[Lines of data]
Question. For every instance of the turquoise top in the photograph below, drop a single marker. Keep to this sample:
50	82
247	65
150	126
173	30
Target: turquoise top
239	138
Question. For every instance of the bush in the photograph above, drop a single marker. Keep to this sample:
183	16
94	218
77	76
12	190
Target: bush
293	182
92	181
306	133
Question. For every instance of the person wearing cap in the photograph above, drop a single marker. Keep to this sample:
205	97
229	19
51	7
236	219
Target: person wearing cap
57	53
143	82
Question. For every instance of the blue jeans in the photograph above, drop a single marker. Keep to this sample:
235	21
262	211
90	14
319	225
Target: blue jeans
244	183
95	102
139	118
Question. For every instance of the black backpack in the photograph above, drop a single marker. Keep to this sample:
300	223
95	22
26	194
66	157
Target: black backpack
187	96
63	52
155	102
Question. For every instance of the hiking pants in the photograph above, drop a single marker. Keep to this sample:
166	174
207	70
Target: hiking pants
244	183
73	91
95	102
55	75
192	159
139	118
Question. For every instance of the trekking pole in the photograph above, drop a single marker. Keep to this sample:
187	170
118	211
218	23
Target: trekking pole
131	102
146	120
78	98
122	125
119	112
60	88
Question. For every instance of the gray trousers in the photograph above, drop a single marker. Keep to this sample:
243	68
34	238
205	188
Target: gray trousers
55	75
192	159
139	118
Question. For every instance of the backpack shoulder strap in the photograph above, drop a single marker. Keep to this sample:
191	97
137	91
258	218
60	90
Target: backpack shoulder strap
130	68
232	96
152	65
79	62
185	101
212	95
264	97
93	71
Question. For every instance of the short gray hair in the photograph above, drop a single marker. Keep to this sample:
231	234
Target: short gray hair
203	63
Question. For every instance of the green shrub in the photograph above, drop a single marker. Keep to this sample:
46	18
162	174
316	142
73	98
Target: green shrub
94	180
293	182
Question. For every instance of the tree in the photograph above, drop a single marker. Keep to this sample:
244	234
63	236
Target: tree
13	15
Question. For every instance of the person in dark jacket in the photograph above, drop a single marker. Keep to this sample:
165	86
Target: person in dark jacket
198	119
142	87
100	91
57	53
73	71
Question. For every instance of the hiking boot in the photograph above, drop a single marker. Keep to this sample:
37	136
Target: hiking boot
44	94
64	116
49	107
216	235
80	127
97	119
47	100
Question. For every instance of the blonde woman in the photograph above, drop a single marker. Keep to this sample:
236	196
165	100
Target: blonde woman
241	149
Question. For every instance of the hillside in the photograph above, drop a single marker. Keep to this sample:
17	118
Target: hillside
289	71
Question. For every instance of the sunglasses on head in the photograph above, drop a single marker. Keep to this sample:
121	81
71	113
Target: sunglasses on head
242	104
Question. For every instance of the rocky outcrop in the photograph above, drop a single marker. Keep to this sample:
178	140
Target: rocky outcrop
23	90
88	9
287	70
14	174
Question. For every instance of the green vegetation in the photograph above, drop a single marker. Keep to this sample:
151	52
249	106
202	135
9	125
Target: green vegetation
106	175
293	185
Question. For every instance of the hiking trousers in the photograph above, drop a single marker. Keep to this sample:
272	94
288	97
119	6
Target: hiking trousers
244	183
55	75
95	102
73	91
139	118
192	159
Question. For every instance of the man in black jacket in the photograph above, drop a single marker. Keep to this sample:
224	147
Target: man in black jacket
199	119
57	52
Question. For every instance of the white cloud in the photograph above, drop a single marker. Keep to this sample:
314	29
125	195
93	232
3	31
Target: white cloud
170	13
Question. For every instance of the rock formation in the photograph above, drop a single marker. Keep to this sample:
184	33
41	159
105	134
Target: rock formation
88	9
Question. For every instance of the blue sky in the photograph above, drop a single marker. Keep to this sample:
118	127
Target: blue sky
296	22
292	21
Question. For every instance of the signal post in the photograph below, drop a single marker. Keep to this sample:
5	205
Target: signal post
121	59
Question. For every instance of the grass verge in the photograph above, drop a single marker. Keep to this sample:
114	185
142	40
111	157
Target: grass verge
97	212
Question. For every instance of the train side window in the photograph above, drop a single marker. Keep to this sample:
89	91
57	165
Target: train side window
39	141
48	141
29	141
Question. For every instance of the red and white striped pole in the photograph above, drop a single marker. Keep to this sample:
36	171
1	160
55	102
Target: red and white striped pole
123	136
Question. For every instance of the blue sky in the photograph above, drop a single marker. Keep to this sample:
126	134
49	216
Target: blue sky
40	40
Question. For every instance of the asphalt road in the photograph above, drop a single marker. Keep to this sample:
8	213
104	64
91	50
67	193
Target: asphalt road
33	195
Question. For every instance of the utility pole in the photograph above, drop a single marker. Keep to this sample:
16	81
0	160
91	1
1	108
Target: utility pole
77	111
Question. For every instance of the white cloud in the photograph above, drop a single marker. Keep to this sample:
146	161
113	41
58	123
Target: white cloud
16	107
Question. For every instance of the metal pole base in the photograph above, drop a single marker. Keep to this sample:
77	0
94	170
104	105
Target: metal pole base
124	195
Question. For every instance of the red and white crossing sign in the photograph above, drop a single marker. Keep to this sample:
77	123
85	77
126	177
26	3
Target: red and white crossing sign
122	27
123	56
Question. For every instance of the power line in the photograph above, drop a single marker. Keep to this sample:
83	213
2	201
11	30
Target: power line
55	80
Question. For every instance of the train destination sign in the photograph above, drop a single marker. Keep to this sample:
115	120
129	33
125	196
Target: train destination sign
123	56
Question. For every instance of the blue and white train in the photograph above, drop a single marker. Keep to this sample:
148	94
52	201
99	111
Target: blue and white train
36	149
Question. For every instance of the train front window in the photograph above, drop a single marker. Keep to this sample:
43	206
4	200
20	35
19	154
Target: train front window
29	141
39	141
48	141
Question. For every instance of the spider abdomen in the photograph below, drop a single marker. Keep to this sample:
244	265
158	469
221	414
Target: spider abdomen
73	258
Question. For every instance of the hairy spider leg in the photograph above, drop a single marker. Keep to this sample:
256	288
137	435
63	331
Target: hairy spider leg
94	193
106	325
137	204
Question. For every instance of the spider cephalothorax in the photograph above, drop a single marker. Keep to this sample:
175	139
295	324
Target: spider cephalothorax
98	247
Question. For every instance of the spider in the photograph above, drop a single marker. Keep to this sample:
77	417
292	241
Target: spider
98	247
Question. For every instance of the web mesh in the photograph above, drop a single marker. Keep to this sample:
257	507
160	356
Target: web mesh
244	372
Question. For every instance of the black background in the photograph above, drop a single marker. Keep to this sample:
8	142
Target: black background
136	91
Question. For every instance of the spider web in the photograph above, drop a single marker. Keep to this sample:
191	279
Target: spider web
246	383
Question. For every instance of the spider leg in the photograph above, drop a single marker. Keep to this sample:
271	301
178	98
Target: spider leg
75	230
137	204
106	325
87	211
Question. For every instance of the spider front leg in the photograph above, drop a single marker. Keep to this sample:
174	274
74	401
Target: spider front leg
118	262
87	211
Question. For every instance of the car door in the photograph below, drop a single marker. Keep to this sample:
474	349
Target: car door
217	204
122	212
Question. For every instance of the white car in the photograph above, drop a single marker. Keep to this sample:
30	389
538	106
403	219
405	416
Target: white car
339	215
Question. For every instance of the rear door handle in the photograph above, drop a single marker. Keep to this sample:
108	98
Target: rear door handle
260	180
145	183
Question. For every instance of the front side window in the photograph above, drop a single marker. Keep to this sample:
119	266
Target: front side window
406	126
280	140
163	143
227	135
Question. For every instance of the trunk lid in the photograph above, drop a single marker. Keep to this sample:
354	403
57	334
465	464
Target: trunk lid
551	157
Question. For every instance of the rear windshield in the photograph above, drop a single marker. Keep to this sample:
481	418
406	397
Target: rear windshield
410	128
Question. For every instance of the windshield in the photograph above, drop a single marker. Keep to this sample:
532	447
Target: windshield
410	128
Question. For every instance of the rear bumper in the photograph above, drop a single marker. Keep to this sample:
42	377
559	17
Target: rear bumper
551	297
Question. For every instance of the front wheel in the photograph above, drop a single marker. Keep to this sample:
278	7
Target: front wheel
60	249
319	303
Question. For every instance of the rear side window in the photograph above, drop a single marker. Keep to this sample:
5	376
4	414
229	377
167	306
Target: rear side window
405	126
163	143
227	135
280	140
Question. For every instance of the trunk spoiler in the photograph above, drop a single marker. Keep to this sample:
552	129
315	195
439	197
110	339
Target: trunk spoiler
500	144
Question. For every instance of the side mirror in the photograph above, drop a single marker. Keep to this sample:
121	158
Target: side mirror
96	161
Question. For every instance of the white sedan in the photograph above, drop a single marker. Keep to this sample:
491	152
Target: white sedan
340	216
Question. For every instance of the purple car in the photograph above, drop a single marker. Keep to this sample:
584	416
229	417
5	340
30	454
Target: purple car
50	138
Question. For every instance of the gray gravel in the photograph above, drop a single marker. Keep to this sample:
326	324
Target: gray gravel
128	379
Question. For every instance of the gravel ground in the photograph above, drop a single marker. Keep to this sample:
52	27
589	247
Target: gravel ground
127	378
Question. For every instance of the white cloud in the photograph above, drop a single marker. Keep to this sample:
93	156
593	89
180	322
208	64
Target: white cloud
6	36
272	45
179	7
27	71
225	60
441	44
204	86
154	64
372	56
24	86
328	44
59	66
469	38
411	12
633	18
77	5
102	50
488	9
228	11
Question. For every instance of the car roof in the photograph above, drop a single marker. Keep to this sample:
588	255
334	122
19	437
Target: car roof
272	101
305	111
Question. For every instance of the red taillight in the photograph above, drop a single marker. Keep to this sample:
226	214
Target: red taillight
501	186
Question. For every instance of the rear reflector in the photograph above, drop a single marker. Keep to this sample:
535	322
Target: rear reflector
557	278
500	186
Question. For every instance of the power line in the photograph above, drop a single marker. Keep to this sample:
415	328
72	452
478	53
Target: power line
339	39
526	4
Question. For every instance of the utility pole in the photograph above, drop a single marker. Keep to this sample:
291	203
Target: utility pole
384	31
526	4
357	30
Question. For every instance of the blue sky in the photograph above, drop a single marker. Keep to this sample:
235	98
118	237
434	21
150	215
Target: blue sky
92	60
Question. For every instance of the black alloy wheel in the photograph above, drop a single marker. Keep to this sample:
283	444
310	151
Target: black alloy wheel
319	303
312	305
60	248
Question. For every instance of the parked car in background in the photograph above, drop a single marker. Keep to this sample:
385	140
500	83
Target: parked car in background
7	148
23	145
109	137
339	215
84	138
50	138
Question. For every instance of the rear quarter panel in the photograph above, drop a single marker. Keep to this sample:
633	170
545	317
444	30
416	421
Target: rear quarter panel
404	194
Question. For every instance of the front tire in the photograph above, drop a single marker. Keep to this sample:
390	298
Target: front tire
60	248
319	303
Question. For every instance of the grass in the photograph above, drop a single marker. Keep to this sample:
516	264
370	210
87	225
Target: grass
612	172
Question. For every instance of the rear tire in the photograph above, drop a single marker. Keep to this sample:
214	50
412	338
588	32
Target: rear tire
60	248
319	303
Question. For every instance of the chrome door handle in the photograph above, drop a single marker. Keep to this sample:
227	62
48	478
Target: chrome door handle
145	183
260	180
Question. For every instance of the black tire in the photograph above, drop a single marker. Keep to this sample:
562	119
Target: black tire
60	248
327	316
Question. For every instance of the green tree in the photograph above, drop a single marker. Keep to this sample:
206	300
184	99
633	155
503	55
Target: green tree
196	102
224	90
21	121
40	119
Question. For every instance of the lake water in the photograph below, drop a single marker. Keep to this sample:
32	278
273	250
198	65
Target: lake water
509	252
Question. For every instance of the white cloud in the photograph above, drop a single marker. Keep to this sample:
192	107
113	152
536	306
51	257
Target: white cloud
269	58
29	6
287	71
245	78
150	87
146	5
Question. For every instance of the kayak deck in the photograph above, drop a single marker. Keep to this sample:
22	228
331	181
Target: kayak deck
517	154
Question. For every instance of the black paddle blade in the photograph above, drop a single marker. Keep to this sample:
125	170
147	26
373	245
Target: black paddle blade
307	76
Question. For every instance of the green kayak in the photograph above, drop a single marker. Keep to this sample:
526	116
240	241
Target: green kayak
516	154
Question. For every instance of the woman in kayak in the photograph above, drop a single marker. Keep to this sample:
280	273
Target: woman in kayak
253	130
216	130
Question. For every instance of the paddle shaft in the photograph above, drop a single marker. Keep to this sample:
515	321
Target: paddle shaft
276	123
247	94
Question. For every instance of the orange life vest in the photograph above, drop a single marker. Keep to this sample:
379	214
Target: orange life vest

# Directive:
Reproduce only the lines running from the one that contains "Question. For every instance of the black tire" to the last line of the records.

# Task response:
Question. For every instance of the black tire in the photograph above, drop a single marker. Keep to this sample:
562	119
Target: black tire
60	248
327	316
Question. For every instance of the green tree in the photograph above, drop a single marker. Keep to this sample:
206	300
184	99
633	155
503	55
Target: green tree
196	102
224	90
21	121
40	119
Question. For every instance of the lake water in the photograph below, drop a single marker. Keep to this sample:
32	278
273	250
198	65
Target: lake water
509	252
Question. For every instance of the white cloud in the photograph above, drop a single marker. Keep to this sample:
192	107
113	152
536	306
51	257
Target: white cloud
269	58
29	6
287	71
245	78
150	87
146	5
Question. For every instance of the kayak deck in the photograph above, drop a single marker. Keep to this sample:
22	228
331	181
Target: kayak deck
517	154
Question. For every instance of the black paddle blade in the photograph above, drop a single marker. Keep to this sample:
125	170
147	26
373	245
Target: black paddle blade
307	76
Question. For every instance of the green kayak in the photograph above, drop a single marker. Keep to this sample:
526	116
240	241
Target: green kayak
516	154
Question. For every instance of the woman in kayak in the photograph above, drop a single marker. Keep to this sample:
280	273
Target: woman in kayak
253	130
216	130
Question. For every instance of the paddle shaft in the photograph above, drop a single marker. Keep to this sample:
515	321
Target: paddle shaft
276	123
247	94
Question. For every instance of the orange life vest in the photograph above, drop a single marker. Keep to this sample:
379	214
Target: orange life vest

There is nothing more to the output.